(SUPPLIED INFORMATION)
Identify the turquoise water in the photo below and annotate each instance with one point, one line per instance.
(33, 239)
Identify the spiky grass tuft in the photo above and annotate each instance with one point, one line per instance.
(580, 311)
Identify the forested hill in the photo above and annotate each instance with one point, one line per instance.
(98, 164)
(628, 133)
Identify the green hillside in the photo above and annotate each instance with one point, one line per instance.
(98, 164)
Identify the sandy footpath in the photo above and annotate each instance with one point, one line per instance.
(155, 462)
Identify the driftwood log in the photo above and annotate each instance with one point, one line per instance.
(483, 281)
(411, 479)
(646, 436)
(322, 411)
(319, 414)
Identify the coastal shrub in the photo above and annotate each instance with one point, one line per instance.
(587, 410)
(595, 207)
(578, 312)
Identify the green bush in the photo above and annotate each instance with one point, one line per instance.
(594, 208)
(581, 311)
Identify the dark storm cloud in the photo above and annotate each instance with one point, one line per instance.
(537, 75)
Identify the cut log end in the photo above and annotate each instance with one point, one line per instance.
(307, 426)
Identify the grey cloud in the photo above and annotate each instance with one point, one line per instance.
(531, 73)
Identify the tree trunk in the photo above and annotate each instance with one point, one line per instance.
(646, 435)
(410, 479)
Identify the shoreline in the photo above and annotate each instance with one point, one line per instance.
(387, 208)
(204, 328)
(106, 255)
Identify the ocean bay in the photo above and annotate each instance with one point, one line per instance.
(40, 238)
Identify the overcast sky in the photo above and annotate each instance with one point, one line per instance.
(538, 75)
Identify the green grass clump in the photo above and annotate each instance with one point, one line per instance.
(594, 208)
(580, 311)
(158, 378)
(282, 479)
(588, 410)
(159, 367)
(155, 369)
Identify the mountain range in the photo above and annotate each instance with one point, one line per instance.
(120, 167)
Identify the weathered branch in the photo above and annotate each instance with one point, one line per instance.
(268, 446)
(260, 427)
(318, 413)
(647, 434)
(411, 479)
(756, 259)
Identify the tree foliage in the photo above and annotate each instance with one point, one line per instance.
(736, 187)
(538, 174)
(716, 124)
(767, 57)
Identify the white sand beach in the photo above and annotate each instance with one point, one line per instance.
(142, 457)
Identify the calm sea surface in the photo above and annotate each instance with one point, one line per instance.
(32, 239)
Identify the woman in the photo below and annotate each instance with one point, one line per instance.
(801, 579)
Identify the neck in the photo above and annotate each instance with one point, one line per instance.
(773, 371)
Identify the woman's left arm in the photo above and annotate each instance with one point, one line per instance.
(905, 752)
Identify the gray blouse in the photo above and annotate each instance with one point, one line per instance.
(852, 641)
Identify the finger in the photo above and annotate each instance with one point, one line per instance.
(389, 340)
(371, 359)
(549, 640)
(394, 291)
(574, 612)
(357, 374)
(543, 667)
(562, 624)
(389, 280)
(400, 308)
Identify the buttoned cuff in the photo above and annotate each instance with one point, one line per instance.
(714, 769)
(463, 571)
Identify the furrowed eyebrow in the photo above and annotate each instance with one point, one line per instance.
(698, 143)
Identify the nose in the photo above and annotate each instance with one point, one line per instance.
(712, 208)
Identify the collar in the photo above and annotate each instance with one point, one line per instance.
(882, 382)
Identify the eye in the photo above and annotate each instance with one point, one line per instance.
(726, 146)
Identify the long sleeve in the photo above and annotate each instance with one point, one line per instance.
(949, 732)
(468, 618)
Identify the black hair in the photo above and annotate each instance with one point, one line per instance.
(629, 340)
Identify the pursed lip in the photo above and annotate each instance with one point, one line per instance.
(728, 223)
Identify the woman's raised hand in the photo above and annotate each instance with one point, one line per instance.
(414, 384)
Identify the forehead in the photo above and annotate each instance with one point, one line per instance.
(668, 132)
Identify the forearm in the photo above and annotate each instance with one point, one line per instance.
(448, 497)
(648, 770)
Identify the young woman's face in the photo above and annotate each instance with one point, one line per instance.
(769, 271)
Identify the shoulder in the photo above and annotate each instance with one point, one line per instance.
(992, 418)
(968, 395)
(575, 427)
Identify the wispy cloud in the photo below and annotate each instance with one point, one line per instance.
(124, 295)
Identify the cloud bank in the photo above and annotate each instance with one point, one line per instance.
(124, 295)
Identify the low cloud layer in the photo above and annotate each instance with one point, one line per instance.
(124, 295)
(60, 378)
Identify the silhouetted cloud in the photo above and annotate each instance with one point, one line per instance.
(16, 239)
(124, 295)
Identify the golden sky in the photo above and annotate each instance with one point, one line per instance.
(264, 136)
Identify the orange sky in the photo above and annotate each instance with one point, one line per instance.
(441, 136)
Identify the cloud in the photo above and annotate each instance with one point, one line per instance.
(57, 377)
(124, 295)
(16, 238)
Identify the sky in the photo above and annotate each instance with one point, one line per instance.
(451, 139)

(WHAT THE TASK REQUIRES) Rewrite all of the rows above as a numbered list, omitting any blank lines.

(RESPONSE)
1. Identify the turquoise water in the photo below and annotate each instance with one point, one line per instance.
2. (33, 239)
3. Identify the spiky grass tuft in the photo above and annotate each instance with one point, one line per instance.
4. (580, 311)
5. Identify the forested hill in the photo above and annotate each instance with one point, one line per instance.
6. (98, 164)
7. (628, 133)
8. Identify the green hillside in the photo above and annotate each instance with one point, one line per instance.
9. (98, 164)
10. Identify the sandy footpath in the photo above and annotate each instance with one point, one line per instance.
11. (155, 462)
12. Identify the driftwood log in the photo above and annotate each instance with one point, one line per instance.
13. (483, 281)
14. (411, 479)
15. (646, 436)
16. (322, 411)
17. (319, 414)
18. Identify the coastal shrub in the photo above and annotate each instance with one point, one line per instance.
19. (587, 410)
20. (595, 207)
21. (578, 312)
22. Identify the green bush in the photo above and annotate each instance with one point, one line per instance.
23. (594, 208)
24. (581, 311)
25. Identify the dark storm cloud in the photo above and annotate each instance with one point, one line per instance.
26. (537, 75)
27. Identify the cut log end in the photo above and annotate each instance with one point, one line per instance.
28. (307, 426)
29. Identify the grey cloud in the photo above and annotate each instance with one point, one line per instance.
30. (531, 73)
31. Identify the tree trunk in the photo above and annotate each instance with one point, one line per instance.
32. (646, 435)
33. (410, 479)
34. Identify the shoreline in the photo above and annotate each instance with one point, one line per instance.
35. (387, 208)
36. (204, 328)
37. (106, 255)
38. Identify the ocean bay in the photo above and annotate each instance with one point, one line per instance.
39. (40, 238)
40. Identify the overcast sky in the photo above and annotate each instance with one point, one line per instance.
41. (538, 75)
42. Identify the green grass clump in the photo above and annotate each instance with one point, one line per instance.
43. (594, 208)
44. (580, 311)
45. (158, 378)
46. (282, 479)
47. (588, 410)
48. (159, 367)
49. (155, 369)
50. Identify the mountain range in the photo above and annotate each instance with one point, one line per instance.
51. (120, 167)
52. Identify the weathered branch in the photo above and annotate each instance with one point, one line per instance.
53. (268, 446)
54. (260, 427)
55. (318, 413)
56. (647, 434)
57. (411, 479)
58. (756, 259)
59. Identify the tree foliage in the photo above and annotate each instance with one point, one line per instance.
60. (736, 187)
61. (538, 174)
62. (716, 124)
63. (767, 57)
64. Identify the white sand beach in the photo above and annotate each instance with one point, one line per instance.
65. (142, 457)
66. Identify the calm sea surface in the photo above and annotate each instance with one point, one line per instance.
67. (32, 239)
68. Identify the woman in the photo below and annotate each instance with one point, one line per instance.
69. (801, 579)
70. Identify the neck in the photo above and annotate each instance with one point, one line per instance.
71. (773, 371)
72. Identify the woman's left arm in the photo above and annotate each instance with one point, one line per instance.
73. (905, 752)
74. Identify the gray blouse in the photo above and annotate each instance with one point, one line per instance.
75. (852, 641)
76. Identify the finger in the photo above and annotate each instance with one point, one line per instance.
77. (389, 340)
78. (371, 359)
79. (549, 640)
80. (394, 291)
81. (574, 612)
82. (357, 374)
83. (543, 667)
84. (562, 624)
85. (389, 280)
86. (400, 308)
87. Identify the buttoned cuff in the photo above and annotate each instance with one point, one line per instance.
88. (714, 769)
89. (463, 571)
90. Identify the furrowed eyebrow in the photo above and annotate each instance with one point, one line per instance.
91. (698, 143)
92. Identify the nose in the photo above and annotate each instance with one point, one line per instance.
93. (712, 208)
94. Identify the collar in the photo above and annotate each instance with one point, one line per instance.
95. (882, 382)
96. Identify the eye in the photo above and annotate each instance with one point, one line per instance.
97. (726, 146)
98. Identify the long sleeve in the photo above and annotate each instance with one point, one line per instance.
99. (949, 732)
100. (468, 618)
101. Identify the black hair in the photo above and annotate each instance with one point, one line per instance.
102. (629, 340)
103. Identify the pursed lip in the photo above and annotate each instance with one point, one line per instance.
104. (728, 223)
105. Identify the woman's raised hand in the photo above and annotate each instance with one point, one line per instance.
106. (414, 384)
107. Identify the forehead in the photo above and annotate each instance with one point, one line per instance.
108. (668, 132)
109. Identify the forearm in the photo above and annotate each instance with one point, one line per instance.
110. (448, 497)
111. (648, 770)
112. Identify the young woman's face in the photo above and annotate each instance with one point, one line per instance.
113. (769, 271)
114. Identify the shoulder in the photo above and annotate each instance with one point, one line per instance.
115. (992, 418)
116. (968, 395)
117. (575, 427)
118. Identify the wispy cloud in the photo below and annotate each instance with one point, one line per instance.
119. (124, 295)
120. Identify the cloud bank in the photo above and annotate each instance with one point, one line per instance.
121. (124, 295)
122. Identify the low cloud layer in the photo above and annotate each instance with one point, one line per instance.
123. (124, 295)
124. (60, 378)
125. Identify the silhouetted cloud in the photo above and annotate each instance with one point, one line per instance.
126. (16, 239)
127. (124, 295)
128. Identify the golden sky in the photo above and annotate each instance with one point, one line per instance.
129. (264, 136)
130. Identify the orange sky in the photo above and annotate each instance with one point, one line per instance.
131. (441, 136)
132. Identify the cloud in the photo above and annotate each instance with one point, one line per instance.
133. (57, 377)
134. (124, 295)
135. (16, 238)
136. Identify the sky in the photo above and annotate each instance with one point, one line per instance.
137. (451, 139)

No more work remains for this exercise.